→ **Stated goal**
Return every one of the following items unchanged, word for word.

Point-based annotation data
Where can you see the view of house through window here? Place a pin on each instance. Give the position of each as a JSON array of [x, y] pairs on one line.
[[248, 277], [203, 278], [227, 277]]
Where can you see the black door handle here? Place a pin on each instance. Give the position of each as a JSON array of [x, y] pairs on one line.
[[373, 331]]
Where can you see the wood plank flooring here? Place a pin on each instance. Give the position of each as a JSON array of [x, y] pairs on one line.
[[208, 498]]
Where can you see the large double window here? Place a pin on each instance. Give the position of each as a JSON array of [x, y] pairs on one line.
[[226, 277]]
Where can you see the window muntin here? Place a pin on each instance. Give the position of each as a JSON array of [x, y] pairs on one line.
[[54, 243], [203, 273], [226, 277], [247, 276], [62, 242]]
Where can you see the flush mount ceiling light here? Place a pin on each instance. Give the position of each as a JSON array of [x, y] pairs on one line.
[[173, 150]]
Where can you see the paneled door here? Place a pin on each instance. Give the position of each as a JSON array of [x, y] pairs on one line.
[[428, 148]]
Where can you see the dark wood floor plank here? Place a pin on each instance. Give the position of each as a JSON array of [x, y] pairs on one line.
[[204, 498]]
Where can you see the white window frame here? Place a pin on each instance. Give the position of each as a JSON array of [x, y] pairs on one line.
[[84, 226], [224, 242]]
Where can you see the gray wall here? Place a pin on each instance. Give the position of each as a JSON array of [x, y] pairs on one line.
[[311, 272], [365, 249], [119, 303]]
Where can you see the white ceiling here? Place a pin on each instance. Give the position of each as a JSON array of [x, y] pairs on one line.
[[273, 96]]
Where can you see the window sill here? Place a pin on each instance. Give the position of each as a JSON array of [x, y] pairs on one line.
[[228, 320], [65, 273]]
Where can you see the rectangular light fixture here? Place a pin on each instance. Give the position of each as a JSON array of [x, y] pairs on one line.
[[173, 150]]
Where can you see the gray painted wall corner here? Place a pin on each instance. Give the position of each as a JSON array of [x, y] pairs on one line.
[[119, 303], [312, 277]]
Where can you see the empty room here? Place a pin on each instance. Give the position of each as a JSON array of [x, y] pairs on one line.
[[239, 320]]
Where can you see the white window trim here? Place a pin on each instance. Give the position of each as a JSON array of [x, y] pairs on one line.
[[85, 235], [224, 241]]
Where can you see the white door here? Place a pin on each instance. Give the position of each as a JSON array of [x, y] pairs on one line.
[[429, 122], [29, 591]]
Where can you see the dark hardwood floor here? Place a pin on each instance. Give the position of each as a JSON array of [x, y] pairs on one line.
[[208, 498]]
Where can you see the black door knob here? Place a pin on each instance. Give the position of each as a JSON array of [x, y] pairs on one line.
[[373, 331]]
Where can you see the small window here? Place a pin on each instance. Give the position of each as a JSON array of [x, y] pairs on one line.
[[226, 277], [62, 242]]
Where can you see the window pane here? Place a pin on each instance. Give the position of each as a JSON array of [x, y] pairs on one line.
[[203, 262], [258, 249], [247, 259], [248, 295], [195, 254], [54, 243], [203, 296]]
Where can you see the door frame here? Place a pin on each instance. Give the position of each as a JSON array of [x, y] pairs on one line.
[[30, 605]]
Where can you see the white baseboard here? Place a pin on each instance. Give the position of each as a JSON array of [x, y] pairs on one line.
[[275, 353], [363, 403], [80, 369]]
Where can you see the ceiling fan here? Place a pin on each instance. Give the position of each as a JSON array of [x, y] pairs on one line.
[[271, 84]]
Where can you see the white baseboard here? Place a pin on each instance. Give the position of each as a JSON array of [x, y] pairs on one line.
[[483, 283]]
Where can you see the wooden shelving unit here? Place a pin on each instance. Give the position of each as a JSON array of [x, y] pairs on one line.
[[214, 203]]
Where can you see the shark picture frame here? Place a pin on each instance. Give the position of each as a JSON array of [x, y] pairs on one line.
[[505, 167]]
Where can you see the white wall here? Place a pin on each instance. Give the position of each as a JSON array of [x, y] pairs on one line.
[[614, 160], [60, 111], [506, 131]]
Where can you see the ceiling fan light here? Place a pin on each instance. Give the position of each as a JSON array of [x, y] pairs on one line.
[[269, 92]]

→ **Complete answer**
Where can you see the view of house through window here? Place a pin on each instance. Give the position of each as a JSON array of [x, y] pairs on one line.
[[248, 277], [203, 278], [227, 277]]
Where can you see the black door handle here? Place a pin on each instance. Give the position of each as a JSON array of [x, y] pairs on one line.
[[373, 331]]
Where can you see the wood plank flooring here? Place a pin on each instance. Give the position of each as a JSON array of [x, y] pairs on one line.
[[208, 498]]
Where can you see the large double window here? Place a pin on each instance. Give the position of each as a JSON array of [x, y] pairs on one line.
[[226, 277]]
Where can you see the window muntin here? Place a pin on each instance. Give the position of each as a JSON array of [x, y] pairs on one line.
[[54, 243], [203, 273], [226, 277], [247, 276], [62, 242]]
Where can you see the flush mount ceiling light here? Place a pin on each instance. Give the position of each as a JSON array of [x, y] pairs on one line.
[[173, 150]]
Where can you see the paneled door here? Place a pin on each instance. Give the position of each as a JSON array of [x, y] pairs on one line.
[[428, 148]]
Where can you see the dark wood floor plank here? Place a pin on each instance. Give the position of each as a JSON array of [x, y] pairs on one line.
[[204, 498]]
Where can you see the white window frame here? Place a pin on each instance. Give the position of each as a JSON array of [x, y] pairs on one line.
[[84, 226], [224, 242]]
Where can you see the gray wall here? Place a pin on each instance. Give the position of each as a JSON array of [x, y] pairs on one line.
[[311, 272], [365, 249], [119, 303]]
Where can you see the white ceiling here? Place a pin on each instance. Give the position of each as a JSON array of [x, y] pairs on one line.
[[273, 96]]
Where can you see the window sill here? Place a pin on each instance. Give the position of each as a JSON array of [x, y] pairs on one line.
[[228, 320], [65, 273]]
Where can you see the rectangular light fixture here? Place a pin on each instance. Give the position of each as a JSON array of [x, y] pairs on one line.
[[173, 150]]
Where can you see the gray painted wall corner here? Place a pin on each instance. Give the position of each as a JSON array of [x, y] pairs on one line.
[[119, 303], [312, 277]]
Where can you see the empty room here? Place a pin on each instance. Give the position of each as a JSON array of [x, y] pairs on one line.
[[239, 320]]
Where can you see the white window trim here? Place a pin on each instance. Give the position of each as a JSON array of [x, y] pairs on one line.
[[85, 235], [224, 241]]
Where can you see the white door here? Place a pin on each instance. Give the position of each as a JSON array of [x, y] pairs on one line.
[[429, 122], [29, 591]]
Where can you see the dark hardwood floor here? Place a pin on each instance. Give the position of each as a JSON array of [x, y] pairs on one line.
[[208, 498]]
Where can you see the black door knob here? Place a pin on each instance. Give the position of each as a JSON array of [x, y] pairs on one line.
[[373, 331]]
Where can you see the small window here? Place a pin on each instance. Give the position of each as a JSON array of [x, y] pairs on one line.
[[226, 277], [62, 242]]
Where can you see the window pane here? Place a pin on each instance. Give the position of each as a JSON array of [x, y] pairs on one line.
[[203, 262], [258, 249], [247, 259], [248, 295], [195, 254], [54, 243], [203, 296]]
Where can you see the door frame here? Place a pin on each instance. Give the position of each as a JSON array of [x, y] pairs on one line.
[[30, 605]]
Where can you see the white baseboard here? Place a pin on each instance. Give the position of each as a JSON array of [x, y] pairs on one line.
[[275, 353], [363, 403], [80, 369]]
Where can you see the ceiling fan here? Place a pin on each instance. Give the position of each as a JSON array of [x, y] pairs on one line.
[[271, 84]]
Where can you see the white baseboard here? Place a pin on each instance. Give the position of each as a JSON array of [x, y] pairs on one line.
[[483, 283]]
Where can you see the wooden shelving unit here? Place a pin on each instance. Give the position of each as a JSON array of [x, y] pairs on one line.
[[214, 203]]
Where can you see the shark picture frame here? Place a pin on each instance. Give the position of each as a JSON array of [x, y] pairs on one line.
[[505, 167]]
Where can you see the white wall here? Place a pin on each instance. Give the position of each as a JSON array of [x, y] pairs on one line.
[[614, 160], [60, 111], [506, 131]]
Where can you see the ceiling fan light here? Place a pin on each instance. Give the position of each as a JSON array of [x, y] pairs on one line.
[[269, 92]]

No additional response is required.